Task instructions
Using the data below, repeat all of it precisely.

___ Data section

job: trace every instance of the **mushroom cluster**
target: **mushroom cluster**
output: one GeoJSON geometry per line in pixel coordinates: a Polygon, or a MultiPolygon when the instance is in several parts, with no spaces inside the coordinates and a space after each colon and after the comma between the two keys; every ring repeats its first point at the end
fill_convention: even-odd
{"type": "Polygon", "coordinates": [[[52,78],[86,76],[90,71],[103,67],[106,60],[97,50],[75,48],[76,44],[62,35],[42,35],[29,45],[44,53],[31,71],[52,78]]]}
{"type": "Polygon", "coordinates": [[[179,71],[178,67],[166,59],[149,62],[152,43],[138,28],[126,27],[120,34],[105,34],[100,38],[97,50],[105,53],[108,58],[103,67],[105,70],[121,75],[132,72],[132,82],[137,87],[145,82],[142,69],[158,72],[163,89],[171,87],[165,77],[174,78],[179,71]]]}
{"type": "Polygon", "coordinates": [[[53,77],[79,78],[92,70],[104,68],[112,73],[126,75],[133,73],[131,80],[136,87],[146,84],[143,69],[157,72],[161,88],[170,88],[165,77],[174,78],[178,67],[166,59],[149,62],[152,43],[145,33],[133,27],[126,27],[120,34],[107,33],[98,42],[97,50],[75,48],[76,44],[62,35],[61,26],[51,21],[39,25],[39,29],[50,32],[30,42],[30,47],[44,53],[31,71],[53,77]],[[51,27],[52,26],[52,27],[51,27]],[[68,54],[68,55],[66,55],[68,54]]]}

______

Complete answer
job: trace every instance of the **mushroom cluster**
target: **mushroom cluster**
output: one GeoJSON geometry per line in pixel coordinates: a Polygon, or a MultiPolygon when the instance is in several parts, with no spaces inside the coordinates and a space after each colon and after the comma between the two keys; every ring repeats its first point at the end
fill_convention: even-odd
{"type": "Polygon", "coordinates": [[[52,78],[86,76],[90,71],[103,67],[106,60],[97,50],[75,48],[76,44],[62,35],[42,35],[29,45],[44,53],[31,71],[52,78]]]}
{"type": "Polygon", "coordinates": [[[179,71],[178,67],[166,59],[149,62],[152,43],[138,28],[126,27],[120,34],[105,34],[100,38],[97,50],[105,53],[108,58],[103,67],[105,70],[121,75],[132,72],[132,82],[137,87],[145,82],[142,69],[158,72],[163,89],[171,87],[165,77],[174,78],[179,71]]]}
{"type": "Polygon", "coordinates": [[[53,77],[79,78],[92,70],[104,68],[112,73],[126,75],[133,73],[131,80],[136,87],[146,84],[143,69],[157,72],[161,88],[170,88],[165,77],[174,78],[178,67],[166,59],[149,62],[152,43],[145,33],[133,27],[126,27],[120,34],[107,33],[98,42],[97,50],[75,48],[76,44],[62,35],[61,26],[51,21],[39,25],[39,29],[50,32],[30,42],[30,47],[44,53],[31,71],[53,77]],[[51,27],[52,26],[52,27],[51,27]],[[68,54],[68,55],[66,55],[68,54]]]}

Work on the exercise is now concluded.